## TO DO
Convert every line of the listing below into a numbered list, leaving out any blank lines.

## EXERCISE MATERIALS
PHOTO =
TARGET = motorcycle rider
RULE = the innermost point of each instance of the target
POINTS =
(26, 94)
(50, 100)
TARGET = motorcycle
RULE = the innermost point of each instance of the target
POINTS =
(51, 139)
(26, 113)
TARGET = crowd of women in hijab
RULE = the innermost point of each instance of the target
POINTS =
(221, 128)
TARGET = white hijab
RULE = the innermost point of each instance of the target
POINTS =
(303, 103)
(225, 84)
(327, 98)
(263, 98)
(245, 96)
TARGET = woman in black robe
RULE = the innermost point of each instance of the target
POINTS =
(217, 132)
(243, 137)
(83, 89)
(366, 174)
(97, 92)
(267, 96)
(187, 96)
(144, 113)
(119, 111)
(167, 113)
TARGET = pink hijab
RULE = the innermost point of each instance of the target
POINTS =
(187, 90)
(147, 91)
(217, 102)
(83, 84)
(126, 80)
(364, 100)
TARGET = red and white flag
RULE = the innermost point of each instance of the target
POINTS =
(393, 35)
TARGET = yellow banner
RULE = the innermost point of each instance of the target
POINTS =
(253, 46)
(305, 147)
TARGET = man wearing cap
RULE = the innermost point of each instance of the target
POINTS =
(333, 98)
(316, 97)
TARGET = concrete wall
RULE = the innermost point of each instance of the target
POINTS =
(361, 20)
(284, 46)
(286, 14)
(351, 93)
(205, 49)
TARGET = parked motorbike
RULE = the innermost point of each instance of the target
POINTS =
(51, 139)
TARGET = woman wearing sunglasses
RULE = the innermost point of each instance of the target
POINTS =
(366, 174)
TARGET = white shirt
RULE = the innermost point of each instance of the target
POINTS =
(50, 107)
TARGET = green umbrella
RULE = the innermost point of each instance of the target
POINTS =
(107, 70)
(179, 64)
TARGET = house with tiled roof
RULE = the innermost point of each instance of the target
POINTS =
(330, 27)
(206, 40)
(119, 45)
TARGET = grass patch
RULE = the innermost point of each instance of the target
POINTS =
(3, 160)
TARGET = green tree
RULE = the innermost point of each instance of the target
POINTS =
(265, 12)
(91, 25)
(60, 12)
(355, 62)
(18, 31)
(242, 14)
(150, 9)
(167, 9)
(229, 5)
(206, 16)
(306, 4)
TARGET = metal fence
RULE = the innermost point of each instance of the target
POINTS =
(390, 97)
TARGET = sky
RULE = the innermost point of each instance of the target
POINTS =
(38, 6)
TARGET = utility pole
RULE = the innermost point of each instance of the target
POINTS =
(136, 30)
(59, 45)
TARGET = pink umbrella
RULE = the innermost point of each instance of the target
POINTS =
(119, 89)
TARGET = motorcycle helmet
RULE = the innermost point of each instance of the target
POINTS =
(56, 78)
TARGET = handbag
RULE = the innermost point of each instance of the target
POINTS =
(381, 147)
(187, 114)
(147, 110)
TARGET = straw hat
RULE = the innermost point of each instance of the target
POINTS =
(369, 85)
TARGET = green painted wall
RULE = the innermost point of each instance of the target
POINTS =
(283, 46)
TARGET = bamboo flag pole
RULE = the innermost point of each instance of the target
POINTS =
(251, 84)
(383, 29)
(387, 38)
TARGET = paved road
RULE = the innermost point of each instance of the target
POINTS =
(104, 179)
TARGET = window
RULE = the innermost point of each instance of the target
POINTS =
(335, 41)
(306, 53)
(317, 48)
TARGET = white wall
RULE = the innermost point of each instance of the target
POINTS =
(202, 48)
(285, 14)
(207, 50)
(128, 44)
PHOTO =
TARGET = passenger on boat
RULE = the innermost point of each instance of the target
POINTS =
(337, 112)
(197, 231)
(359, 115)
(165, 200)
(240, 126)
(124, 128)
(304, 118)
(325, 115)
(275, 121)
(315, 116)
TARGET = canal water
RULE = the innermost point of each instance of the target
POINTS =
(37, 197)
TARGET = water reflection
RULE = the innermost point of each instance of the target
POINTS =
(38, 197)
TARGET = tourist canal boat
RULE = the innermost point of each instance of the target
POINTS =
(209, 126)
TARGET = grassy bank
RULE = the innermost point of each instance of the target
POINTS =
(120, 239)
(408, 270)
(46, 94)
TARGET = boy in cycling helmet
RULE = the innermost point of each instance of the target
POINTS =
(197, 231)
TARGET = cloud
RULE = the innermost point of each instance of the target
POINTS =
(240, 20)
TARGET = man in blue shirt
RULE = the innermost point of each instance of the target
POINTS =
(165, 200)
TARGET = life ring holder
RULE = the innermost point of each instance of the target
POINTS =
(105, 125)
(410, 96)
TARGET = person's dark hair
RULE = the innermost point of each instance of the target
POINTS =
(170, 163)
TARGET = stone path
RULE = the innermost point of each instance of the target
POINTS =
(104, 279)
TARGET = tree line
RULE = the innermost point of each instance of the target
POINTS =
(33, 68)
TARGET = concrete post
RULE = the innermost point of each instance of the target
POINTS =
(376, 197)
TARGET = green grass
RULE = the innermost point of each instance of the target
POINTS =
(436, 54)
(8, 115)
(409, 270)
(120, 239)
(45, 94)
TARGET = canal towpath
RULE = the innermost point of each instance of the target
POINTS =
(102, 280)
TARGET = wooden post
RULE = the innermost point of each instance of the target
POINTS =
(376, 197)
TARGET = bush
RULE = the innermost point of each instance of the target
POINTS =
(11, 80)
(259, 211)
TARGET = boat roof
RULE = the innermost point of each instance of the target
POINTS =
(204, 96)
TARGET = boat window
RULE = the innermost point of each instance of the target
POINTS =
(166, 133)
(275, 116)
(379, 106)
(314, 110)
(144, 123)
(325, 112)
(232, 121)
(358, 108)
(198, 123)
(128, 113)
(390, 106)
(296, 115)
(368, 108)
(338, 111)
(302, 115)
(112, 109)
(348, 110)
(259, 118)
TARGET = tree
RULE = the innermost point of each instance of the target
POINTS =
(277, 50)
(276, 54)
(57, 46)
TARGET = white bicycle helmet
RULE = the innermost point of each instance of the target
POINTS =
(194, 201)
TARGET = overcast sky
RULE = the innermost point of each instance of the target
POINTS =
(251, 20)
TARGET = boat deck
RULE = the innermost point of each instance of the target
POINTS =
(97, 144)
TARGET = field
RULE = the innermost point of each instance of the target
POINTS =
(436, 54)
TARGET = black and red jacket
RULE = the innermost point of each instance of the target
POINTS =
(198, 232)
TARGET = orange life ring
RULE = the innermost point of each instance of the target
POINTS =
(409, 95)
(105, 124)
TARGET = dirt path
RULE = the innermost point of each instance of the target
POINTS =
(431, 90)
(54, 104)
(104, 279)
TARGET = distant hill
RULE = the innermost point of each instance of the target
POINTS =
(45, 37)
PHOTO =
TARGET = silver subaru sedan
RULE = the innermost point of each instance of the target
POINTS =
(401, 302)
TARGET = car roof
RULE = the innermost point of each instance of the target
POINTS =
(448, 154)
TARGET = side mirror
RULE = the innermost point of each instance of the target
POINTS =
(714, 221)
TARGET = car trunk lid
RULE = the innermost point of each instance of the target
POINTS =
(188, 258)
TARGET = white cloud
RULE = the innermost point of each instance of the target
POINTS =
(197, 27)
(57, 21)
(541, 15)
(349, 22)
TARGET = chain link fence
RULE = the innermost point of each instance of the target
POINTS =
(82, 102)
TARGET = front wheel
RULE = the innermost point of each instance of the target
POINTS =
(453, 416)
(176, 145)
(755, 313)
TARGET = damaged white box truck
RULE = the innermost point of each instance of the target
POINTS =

## WORKED SOLUTION
1. PHOTO =
2. TARGET = motorcycle rider
3. RULE = the innermost point of each instance of the target
4. POINTS =
5. (26, 94)
6. (50, 100)
7. TARGET = motorcycle
8. RULE = the innermost point of each instance of the target
9. POINTS =
10. (51, 139)
11. (26, 113)
12. TARGET = crowd of women in hijab
13. RULE = the innermost point of each instance of the target
14. POINTS =
15. (221, 128)
16. TARGET = white hijab
17. RULE = the innermost point of each instance of the target
18. POINTS =
19. (303, 103)
20. (225, 84)
21. (327, 98)
22. (263, 98)
23. (245, 96)
24. TARGET = woman in black robe
25. RULE = the innermost point of each instance of the target
26. POINTS =
27. (217, 132)
28. (243, 137)
29. (83, 89)
30. (366, 174)
31. (97, 92)
32. (267, 96)
33. (187, 96)
34. (144, 113)
35. (119, 111)
36. (167, 113)
37. TARGET = pink hijab
38. RULE = the innermost point of each instance of the target
39. POINTS =
40. (187, 90)
41. (147, 91)
42. (217, 102)
43. (83, 84)
44. (126, 80)
45. (364, 100)
46. TARGET = red and white flag
47. RULE = the innermost point of each instance of the target
48. POINTS =
49. (393, 35)
50. TARGET = yellow banner
51. RULE = the innermost point of each instance of the target
52. POINTS =
53. (253, 46)
54. (305, 147)
55. TARGET = man wearing cap
56. RULE = the innermost point of each instance of the target
57. POINTS =
58. (333, 98)
59. (316, 97)
60. TARGET = concrete wall
61. RULE = the innermost point of each instance of the target
62. POINTS =
63. (361, 20)
64. (284, 46)
65. (286, 14)
66. (351, 93)
67. (205, 49)
68. TARGET = parked motorbike
69. RULE = the innermost point of each instance of the target
70. POINTS =
71. (51, 139)
72. TARGET = woman wearing sunglasses
73. RULE = the innermost point of each instance of the target
74. POINTS =
75. (366, 174)
76. TARGET = white shirt
77. RULE = the innermost point of each instance of the target
78. POINTS =
79. (50, 107)
80. TARGET = green umbrella
81. RULE = the innermost point of each instance of the target
82. POINTS =
83. (107, 70)
84. (179, 64)
85. TARGET = house with tiled roof
86. RULE = the innermost point of each instance of the target
87. POINTS =
88. (330, 27)
89. (206, 40)
90. (119, 45)
91. TARGET = grass patch
92. RULE = the innermost point of each instance of the target
93. POINTS =
94. (3, 160)
95. TARGET = green tree
96. RULE = the innermost point of each instance of the target
97. POINTS =
98. (265, 12)
99. (91, 25)
100. (60, 12)
101. (355, 62)
102. (18, 31)
103. (242, 14)
104. (150, 9)
105. (167, 9)
106. (229, 5)
107. (206, 16)
108. (306, 4)
109. TARGET = metal fence
110. RULE = the innermost point of each instance of the target
111. POINTS =
112. (390, 97)
113. TARGET = sky
114. RULE = the innermost point of each instance of the target
115. POINTS =
116. (38, 6)
117. TARGET = utility pole
118. RULE = the innermost point of each instance of the target
119. POINTS =
120. (136, 30)
121. (59, 45)
122. TARGET = pink umbrella
123. RULE = the innermost point of each instance of the target
124. POINTS =
125. (119, 89)
126. TARGET = motorcycle helmet
127. RULE = the innermost point of each instance of the target
128. POINTS =
129. (56, 78)
130. TARGET = handbag
131. RULE = the innermost point of each instance of the target
132. POINTS =
133. (381, 147)
134. (187, 114)
135. (147, 110)
136. TARGET = straw hat
137. RULE = the innermost point of each instance of the target
138. POINTS =
139. (369, 85)
140. TARGET = green painted wall
141. RULE = the innermost point of each instance of the target
142. POINTS =
143. (283, 46)
144. TARGET = bamboo flag pole
145. RULE = the innermost point of each instance of the target
146. POINTS =
147. (251, 84)
148. (383, 29)
149. (387, 38)
150. TARGET = paved road
151. RULE = the innermost point of each instance of the target
152. POINTS =
153. (104, 179)
154. TARGET = window
155. RULE = the innermost point of each instance of the target
156. POINTS =
157. (335, 41)
158. (306, 53)
159. (317, 48)
160. TARGET = white wall
161. RULE = the innermost point of each instance of the target
162. POINTS =
163. (202, 48)
164. (285, 14)
165. (207, 50)
166. (128, 44)
167. PHOTO =
168. TARGET = passenger on boat
169. RULE = the innermost point of each instance of the target
170. POINTS =
171. (337, 112)
172. (197, 231)
173. (359, 115)
174. (165, 200)
175. (240, 126)
176. (124, 128)
177. (304, 118)
178. (325, 115)
179. (275, 121)
180. (315, 116)
181. TARGET = canal water
182. RULE = the innermost point of each instance of the target
183. POINTS =
184. (37, 197)
185. TARGET = water reflection
186. RULE = the innermost point of each instance of the target
187. POINTS =
188. (38, 197)
189. TARGET = tourist canal boat
190. RULE = the innermost point of each instance of the target
191. POINTS =
192. (209, 126)
193. TARGET = grassy bank
194. RULE = the innermost point of each instance of the target
195. POINTS =
196. (120, 239)
197. (408, 270)
198. (46, 94)
199. TARGET = boy in cycling helmet
200. RULE = the innermost point of each instance of the target
201. POINTS =
202. (197, 231)
203. TARGET = cloud
204. RULE = the innermost point of each instance of the target
205. POINTS =
206. (240, 20)
207. TARGET = man in blue shirt
208. RULE = the innermost point of each instance of the target
209. POINTS =
210. (165, 200)
211. TARGET = life ring holder
212. RULE = the innermost point of each instance of the target
213. POINTS =
214. (105, 125)
215. (410, 96)
216. TARGET = person's dark hair
217. RULE = the innermost point of each instance of the target
218. POINTS =
219. (170, 163)
220. TARGET = stone path
221. RULE = the innermost point of each instance of the target
222. POINTS =
223. (104, 279)
224. TARGET = tree line
225. RULE = the innermost point of each instance of the target
226. POINTS =
227. (33, 68)
228. TARGET = concrete post
229. RULE = the innermost point of each instance of the target
230. POINTS =
231. (376, 197)
232. TARGET = green grass
233. RULE = the innermost point of each instance of the target
234. POINTS =
235. (436, 54)
236. (8, 115)
237. (409, 270)
238. (120, 239)
239. (45, 94)
240. TARGET = canal towpath
241. RULE = the innermost point of each instance of the target
242. POINTS =
243. (102, 280)
244. TARGET = wooden post
245. RULE = the innermost point of each instance of the target
246. POINTS =
247. (376, 197)
248. TARGET = bush
249. RULE = the innermost point of each instance of the target
250. POINTS =
251. (11, 80)
252. (259, 211)
253. TARGET = boat roof
254. RULE = the innermost point of each instance of the target
255. POINTS =
256. (204, 96)
257. TARGET = boat window
258. RULE = the innermost point of each instance of the target
259. POINTS =
260. (166, 133)
261. (275, 116)
262. (379, 106)
263. (314, 110)
264. (144, 123)
265. (325, 112)
266. (232, 121)
267. (358, 108)
268. (198, 123)
269. (128, 113)
270. (390, 106)
271. (296, 115)
272. (368, 108)
273. (338, 111)
274. (302, 115)
275. (112, 109)
276. (348, 110)
277. (259, 118)
278. TARGET = tree
279. RULE = the innermost point of each instance of the target
280. POINTS =
281. (277, 50)
282. (276, 54)
283. (57, 46)
284. TARGET = white bicycle helmet
285. RULE = the innermost point of each instance of the target
286. POINTS =
287. (194, 201)
288. TARGET = overcast sky
289. RULE = the innermost point of each instance of the target
290. POINTS =
291. (251, 20)
292. TARGET = boat deck
293. RULE = the innermost point of each instance of the target
294. POINTS =
295. (97, 144)
296. TARGET = field
297. RULE = the innermost point of each instance of the target
298. POINTS =
299. (436, 54)
300. TARGET = black and red jacket
301. RULE = the innermost point of each instance of the target
302. POINTS =
303. (198, 232)
304. TARGET = orange life ring
305. RULE = the innermost point of each instance of the target
306. POINTS =
307. (409, 95)
308. (105, 124)
309. TARGET = dirt path
310. RULE = the innermost point of each instance of the target
311. POINTS =
312. (431, 90)
313. (54, 104)
314. (104, 279)
315. TARGET = distant hill
316. RULE = the innermost point of each instance of the target
317. POINTS =
318. (45, 37)
319. PHOTO =
320. TARGET = silver subaru sedan
321. RULE = the innermost point of each instance of the target
322. POINTS =
323. (401, 302)
324. TARGET = car roof
325. RULE = the innermost point of each instance of the target
326. POINTS =
327. (448, 154)
328. TARGET = side mirror
329. RULE = the innermost point of each instance of the target
330. POINTS =
331. (714, 221)
332. TARGET = car trunk lid
333. RULE = the innermost point of each instance of the target
334. POINTS =
335. (188, 258)
336. TARGET = white cloud
337. RULE = the innermost point of each instance of the target
338. POINTS =
339. (197, 27)
340. (57, 21)
341. (541, 15)
342. (349, 22)
343. TARGET = chain link fence
344. RULE = the innermost point of each instance of the target
345. POINTS =
346. (82, 102)
347. TARGET = front wheel
348. RULE = the innermost point of each instance of the target
349. POINTS =
350. (453, 416)
351. (176, 145)
352. (755, 313)
353. TARGET = damaged white box truck
354. RULE = the innermost point of each instance of the target
355. POINTS =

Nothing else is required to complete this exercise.